[[ The data open ]]

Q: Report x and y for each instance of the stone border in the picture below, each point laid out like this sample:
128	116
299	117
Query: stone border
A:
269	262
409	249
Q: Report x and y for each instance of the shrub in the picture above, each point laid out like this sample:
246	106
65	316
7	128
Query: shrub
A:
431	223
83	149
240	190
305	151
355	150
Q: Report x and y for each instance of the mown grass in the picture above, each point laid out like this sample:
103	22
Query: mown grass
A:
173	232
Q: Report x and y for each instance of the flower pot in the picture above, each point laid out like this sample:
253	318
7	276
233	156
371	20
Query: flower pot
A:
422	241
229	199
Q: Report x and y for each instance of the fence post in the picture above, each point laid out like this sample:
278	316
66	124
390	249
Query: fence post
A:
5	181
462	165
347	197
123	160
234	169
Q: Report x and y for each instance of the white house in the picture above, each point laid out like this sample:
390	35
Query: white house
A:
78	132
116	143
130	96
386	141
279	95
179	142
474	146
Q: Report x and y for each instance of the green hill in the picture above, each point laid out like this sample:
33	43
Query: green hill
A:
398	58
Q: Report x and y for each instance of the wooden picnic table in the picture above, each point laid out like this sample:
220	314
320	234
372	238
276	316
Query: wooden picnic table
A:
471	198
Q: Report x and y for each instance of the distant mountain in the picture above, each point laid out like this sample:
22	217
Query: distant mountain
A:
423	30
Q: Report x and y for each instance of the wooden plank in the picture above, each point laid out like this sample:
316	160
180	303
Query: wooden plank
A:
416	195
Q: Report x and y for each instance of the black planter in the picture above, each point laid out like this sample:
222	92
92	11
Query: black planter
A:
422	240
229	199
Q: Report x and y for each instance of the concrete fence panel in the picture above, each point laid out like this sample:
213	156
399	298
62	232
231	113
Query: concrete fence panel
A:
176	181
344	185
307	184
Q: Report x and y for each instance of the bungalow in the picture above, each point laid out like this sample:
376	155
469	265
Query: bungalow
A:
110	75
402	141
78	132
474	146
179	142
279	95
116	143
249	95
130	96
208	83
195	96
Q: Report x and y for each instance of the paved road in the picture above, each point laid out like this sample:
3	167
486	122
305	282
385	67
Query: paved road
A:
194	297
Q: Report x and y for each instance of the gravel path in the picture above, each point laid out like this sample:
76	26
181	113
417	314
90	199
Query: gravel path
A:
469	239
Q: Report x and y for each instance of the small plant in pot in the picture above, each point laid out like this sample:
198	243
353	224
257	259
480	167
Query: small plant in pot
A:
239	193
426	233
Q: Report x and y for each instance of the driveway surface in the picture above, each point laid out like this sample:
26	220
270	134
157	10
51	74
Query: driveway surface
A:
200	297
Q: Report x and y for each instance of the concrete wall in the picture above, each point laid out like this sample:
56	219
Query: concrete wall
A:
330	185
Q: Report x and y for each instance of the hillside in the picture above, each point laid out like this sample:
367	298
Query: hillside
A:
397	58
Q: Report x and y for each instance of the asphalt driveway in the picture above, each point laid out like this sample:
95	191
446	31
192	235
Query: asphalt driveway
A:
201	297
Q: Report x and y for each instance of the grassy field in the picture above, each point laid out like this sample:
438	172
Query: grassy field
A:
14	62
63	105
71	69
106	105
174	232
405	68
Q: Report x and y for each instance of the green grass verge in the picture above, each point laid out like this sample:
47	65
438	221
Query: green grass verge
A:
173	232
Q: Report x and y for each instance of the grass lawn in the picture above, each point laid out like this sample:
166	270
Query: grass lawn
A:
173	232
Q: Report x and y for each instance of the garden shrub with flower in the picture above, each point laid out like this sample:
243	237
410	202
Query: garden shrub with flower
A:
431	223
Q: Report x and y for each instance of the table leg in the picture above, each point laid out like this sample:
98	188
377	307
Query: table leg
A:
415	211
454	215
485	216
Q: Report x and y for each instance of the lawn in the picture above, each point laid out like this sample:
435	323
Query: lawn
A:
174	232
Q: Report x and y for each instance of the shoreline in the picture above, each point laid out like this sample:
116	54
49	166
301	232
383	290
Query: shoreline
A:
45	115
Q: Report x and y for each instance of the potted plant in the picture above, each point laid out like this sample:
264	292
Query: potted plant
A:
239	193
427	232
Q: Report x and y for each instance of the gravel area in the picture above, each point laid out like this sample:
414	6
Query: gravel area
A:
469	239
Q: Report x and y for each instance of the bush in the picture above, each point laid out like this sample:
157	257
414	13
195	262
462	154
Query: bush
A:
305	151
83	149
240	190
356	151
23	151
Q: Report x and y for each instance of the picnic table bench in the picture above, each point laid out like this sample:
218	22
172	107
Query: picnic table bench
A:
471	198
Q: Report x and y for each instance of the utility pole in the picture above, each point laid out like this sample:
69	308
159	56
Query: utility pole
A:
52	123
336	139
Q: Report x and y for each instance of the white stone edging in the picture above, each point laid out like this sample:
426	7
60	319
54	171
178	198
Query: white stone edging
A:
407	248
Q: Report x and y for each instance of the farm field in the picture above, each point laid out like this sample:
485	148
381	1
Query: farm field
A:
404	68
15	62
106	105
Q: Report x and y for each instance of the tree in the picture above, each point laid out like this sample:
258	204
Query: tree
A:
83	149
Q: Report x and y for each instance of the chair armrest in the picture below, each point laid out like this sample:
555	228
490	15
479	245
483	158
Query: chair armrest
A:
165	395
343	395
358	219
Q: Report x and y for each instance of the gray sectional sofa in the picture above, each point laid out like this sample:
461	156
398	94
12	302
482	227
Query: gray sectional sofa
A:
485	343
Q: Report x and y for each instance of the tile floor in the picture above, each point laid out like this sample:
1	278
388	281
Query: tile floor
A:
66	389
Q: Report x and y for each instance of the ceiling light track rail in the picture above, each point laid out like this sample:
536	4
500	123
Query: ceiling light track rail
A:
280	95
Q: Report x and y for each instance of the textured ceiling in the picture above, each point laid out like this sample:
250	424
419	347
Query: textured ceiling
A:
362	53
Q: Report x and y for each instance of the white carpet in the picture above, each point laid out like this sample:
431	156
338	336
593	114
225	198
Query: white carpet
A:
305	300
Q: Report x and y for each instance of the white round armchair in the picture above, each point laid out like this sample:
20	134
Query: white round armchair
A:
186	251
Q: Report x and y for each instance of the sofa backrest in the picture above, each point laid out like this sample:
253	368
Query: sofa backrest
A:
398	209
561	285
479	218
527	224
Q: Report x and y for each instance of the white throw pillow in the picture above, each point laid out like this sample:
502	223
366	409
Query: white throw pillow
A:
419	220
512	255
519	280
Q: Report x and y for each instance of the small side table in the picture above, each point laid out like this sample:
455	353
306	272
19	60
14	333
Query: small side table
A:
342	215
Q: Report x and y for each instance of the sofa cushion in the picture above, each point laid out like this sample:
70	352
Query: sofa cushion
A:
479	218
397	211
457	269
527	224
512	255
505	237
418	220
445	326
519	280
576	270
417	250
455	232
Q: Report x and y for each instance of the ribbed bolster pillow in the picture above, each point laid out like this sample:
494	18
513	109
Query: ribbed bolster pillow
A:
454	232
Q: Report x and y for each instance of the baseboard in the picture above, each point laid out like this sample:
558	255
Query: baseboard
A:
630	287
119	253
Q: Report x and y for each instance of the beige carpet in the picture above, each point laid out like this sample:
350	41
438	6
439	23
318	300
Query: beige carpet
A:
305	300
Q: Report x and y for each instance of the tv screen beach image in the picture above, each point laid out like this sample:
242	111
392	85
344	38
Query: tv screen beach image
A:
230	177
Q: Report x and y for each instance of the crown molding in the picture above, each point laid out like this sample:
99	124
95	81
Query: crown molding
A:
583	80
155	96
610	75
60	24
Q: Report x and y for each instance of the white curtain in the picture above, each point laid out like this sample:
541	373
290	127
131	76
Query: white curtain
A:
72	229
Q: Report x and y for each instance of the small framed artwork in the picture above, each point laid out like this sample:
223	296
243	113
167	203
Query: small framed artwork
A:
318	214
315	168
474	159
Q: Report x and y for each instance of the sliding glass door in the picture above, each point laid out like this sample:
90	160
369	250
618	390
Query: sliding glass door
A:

[[ The data closed ]]

• Task brief:
Each line in the entries above that includes the string "house" should be extracted.

• Written response:
Q: Report x and y for each instance of the white house in the picture above, each point laid out like this sample:
Query: white house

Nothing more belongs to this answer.